**YOUR TASK:** From the first line to the last, output the entries exactly.
=== Begin Enclosure ===
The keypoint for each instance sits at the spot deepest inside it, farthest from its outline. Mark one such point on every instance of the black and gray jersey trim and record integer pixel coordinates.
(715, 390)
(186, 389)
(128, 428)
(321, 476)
=== End Enclosure ===
**REPLY TO THE TASK:**
The keypoint for each instance sits at the spot deepest inside it, farthest from its outline. Mark one such point on every instance of the black and gray jersey trim and record integer pixel coordinates.
(715, 390)
(186, 389)
(128, 428)
(321, 476)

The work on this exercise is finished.